* The task *
Quote every line below exactly as it reads.

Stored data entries
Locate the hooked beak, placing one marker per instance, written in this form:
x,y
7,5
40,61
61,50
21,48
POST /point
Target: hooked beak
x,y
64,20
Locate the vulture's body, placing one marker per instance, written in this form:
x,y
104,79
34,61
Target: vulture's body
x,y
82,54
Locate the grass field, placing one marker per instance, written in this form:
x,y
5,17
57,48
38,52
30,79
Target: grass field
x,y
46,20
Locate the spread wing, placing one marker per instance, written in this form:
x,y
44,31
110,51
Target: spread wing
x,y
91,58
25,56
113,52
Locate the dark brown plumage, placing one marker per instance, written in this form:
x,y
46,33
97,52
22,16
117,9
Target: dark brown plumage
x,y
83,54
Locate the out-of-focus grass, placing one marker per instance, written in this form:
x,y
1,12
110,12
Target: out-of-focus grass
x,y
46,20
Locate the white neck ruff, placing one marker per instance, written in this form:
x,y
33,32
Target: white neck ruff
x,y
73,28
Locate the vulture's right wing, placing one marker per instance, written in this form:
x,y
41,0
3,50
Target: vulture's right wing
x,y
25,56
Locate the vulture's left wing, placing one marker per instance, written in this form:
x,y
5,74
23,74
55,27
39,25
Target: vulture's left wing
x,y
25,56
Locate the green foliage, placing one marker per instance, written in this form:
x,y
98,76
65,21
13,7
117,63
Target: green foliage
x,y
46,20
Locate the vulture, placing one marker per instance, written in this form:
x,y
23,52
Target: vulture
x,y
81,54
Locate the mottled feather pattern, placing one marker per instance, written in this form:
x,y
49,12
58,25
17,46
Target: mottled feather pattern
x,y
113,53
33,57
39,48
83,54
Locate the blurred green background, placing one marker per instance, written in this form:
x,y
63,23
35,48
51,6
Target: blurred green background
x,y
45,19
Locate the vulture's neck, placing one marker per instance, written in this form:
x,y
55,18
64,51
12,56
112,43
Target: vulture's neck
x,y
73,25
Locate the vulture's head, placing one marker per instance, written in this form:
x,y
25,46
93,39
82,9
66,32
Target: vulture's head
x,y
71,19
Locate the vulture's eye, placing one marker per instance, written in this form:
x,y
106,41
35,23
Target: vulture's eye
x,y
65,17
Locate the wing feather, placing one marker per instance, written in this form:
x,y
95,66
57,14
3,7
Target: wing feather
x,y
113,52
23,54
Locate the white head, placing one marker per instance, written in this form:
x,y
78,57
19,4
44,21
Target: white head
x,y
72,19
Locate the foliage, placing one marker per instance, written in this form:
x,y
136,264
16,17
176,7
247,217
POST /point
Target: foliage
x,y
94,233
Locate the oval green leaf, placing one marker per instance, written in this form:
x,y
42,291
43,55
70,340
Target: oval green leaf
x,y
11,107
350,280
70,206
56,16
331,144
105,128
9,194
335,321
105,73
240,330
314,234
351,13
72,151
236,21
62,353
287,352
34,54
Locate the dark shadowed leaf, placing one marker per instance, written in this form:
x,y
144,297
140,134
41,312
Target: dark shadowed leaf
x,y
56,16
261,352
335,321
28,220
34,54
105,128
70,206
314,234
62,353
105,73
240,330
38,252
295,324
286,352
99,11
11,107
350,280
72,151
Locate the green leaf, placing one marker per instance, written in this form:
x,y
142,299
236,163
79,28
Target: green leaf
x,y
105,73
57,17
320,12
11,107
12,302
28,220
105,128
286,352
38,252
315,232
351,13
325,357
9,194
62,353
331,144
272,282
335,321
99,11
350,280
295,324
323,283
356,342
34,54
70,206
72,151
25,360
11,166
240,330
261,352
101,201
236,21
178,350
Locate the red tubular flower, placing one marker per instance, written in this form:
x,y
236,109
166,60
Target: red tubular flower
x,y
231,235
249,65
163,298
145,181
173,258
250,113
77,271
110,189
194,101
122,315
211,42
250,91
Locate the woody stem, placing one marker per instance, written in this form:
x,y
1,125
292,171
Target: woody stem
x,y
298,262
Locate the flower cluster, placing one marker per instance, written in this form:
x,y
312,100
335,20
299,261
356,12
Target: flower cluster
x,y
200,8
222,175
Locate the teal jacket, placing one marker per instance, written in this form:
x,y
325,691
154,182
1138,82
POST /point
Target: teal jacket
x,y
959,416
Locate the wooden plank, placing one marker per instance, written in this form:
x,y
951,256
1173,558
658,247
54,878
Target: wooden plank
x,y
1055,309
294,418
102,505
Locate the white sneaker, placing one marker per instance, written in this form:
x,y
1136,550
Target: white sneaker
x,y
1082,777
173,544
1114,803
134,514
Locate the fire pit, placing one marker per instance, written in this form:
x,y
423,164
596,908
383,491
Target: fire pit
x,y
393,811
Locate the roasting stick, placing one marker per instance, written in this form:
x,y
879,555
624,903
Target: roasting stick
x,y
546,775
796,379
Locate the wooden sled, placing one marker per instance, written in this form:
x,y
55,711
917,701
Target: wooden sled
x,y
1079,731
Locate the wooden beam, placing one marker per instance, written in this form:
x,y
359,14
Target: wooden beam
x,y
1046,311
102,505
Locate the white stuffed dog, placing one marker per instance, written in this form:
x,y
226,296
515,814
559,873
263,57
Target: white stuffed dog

* Finished exercise *
Locate the hooked beak, placing one marker per instance, written in this form:
x,y
7,5
40,61
61,50
21,48
POST /point
Target: hooked beak
x,y
64,20
Locate the vulture's body, placing one marker per instance, written in this form:
x,y
104,79
34,61
Target: vulture's body
x,y
82,54
Locate the grass field, placing one marker per instance, written in this form:
x,y
5,17
57,48
38,52
30,79
Target: grass field
x,y
46,20
Locate the spread wing, placing one marker per instance, written in this form:
x,y
44,31
110,51
Target: spread wing
x,y
91,58
25,56
113,52
Locate the dark brown plumage, placing one marker per instance, written in this form:
x,y
46,33
97,52
22,16
117,9
Target: dark brown plumage
x,y
83,54
Locate the out-of-focus grass, placing one marker per instance, written in this form:
x,y
1,12
110,12
Target: out-of-focus grass
x,y
46,20
Locate the white neck ruff, placing one marker per instance, written in this form:
x,y
33,32
Target: white neck ruff
x,y
73,28
Locate the vulture's right wing, placing one marker per instance, written in this form:
x,y
41,0
3,50
Target: vulture's right wing
x,y
25,56
Locate the vulture's left wing, placing one marker per instance, written in this form:
x,y
5,74
23,74
55,27
39,25
Target: vulture's left wing
x,y
25,56
Locate the green foliage, placing one marker per instance, written in this form:
x,y
98,76
65,21
13,7
117,63
Target: green foliage
x,y
46,20
Locate the vulture, placing one marker per instance, written in this form:
x,y
23,52
Target: vulture
x,y
81,54
Locate the mottled feather pattern, placing one marker per instance, written in this form:
x,y
49,12
58,25
17,46
Target: mottled feather pattern
x,y
113,53
33,57
39,48
83,54
Locate the blurred green background, placing one marker per instance, written in this form:
x,y
63,23
35,48
51,6
Target: blurred green background
x,y
45,19
Locate the vulture's neck, placing one marker per instance, written in this form:
x,y
55,18
64,51
12,56
112,43
Target: vulture's neck
x,y
73,25
Locate the vulture's head, placing one marker per instance, written in this form:
x,y
25,46
93,39
82,9
66,32
Target: vulture's head
x,y
71,19
Locate the vulture's eye, placing one marker per instance, written in this form:
x,y
106,41
35,23
Target: vulture's eye
x,y
65,17
Locate the wing feather, placing one marker per instance, written in this form:
x,y
95,66
57,14
3,7
Target: wing feather
x,y
113,52
23,54
Locate the white head, placing one marker per instance, written in this form:
x,y
78,57
19,4
44,21
Target: white head
x,y
72,19
Locate the foliage, placing one marker per instance, written in this form:
x,y
136,264
16,17
176,7
247,217
POST /point
Target: foliage
x,y
94,233
Locate the oval green leaf, placing one marker per instance, written in this form:
x,y
42,291
43,55
70,340
Target: oval green leaf
x,y
11,107
350,280
70,206
56,16
331,144
105,128
9,194
335,321
105,73
240,330
314,234
351,13
72,151
236,21
62,353
287,352
34,54
Locate the dark shadowed leaf, placing one marker per instance, written in this form:
x,y
144,297
140,134
41,312
Target: dark shadowed leaf
x,y
56,16
261,352
335,321
28,220
34,54
105,128
70,206
314,234
62,353
105,73
240,330
38,252
295,324
286,352
99,11
11,107
350,280
72,151
Locate the green leaf, placing one marker per instance, written in this form:
x,y
142,299
236,163
79,28
Target: green leaf
x,y
105,73
57,17
320,12
11,107
12,302
28,220
105,128
286,352
38,252
315,232
351,13
325,357
9,194
62,353
331,144
272,282
335,321
99,11
350,280
295,324
323,283
356,342
34,54
70,206
72,151
25,360
11,166
240,330
261,352
101,201
236,21
178,350
Locate the red tubular flower, placing one marker per instance, written in this form:
x,y
236,109
166,60
Target: red tubular flower
x,y
231,235
249,65
163,298
145,181
173,258
250,113
77,271
110,189
194,101
122,315
211,42
250,91
Locate the woody stem, placing one marker per instance, written in this form:
x,y
1,125
292,171
Target: woody stem
x,y
298,262
Locate the flower cluster, placing one marker per instance, written in this form:
x,y
312,100
335,20
299,261
356,12
Target: flower cluster
x,y
200,8
222,175
Locate the teal jacket, placing one marker per instance, written in this form:
x,y
325,691
154,182
1138,82
POST /point
Target: teal jacket
x,y
959,416
Locate the wooden plank, placing one marker per instance, written in this form:
x,y
951,256
1173,558
658,247
54,878
Target: wooden plank
x,y
1055,309
294,418
102,505
Locate the white sneaker, placing one marker per instance, written in this form:
x,y
1136,550
Target: white sneaker
x,y
1082,777
173,544
1114,803
134,514
Locate the fire pit, placing one marker per instance, written in this form:
x,y
423,164
596,908
383,491
Target: fire pit
x,y
393,811
Locate the roasting stick, placing one marker per instance, written in this form:
x,y
879,555
624,903
Target: roasting stick
x,y
546,775
796,379
Locate the wooden sled, placing one marker per instance, written in this form:
x,y
55,711
917,701
Target: wooden sled
x,y
1079,731
Locate the wooden beam, placing one marker per instance, written in this form:
x,y
359,14
Target: wooden beam
x,y
1046,311
102,505
Locate the white stuffed dog, placing one marker per instance, written in this form:
x,y
226,296
515,814
559,873
263,57
Target: white stuffed dog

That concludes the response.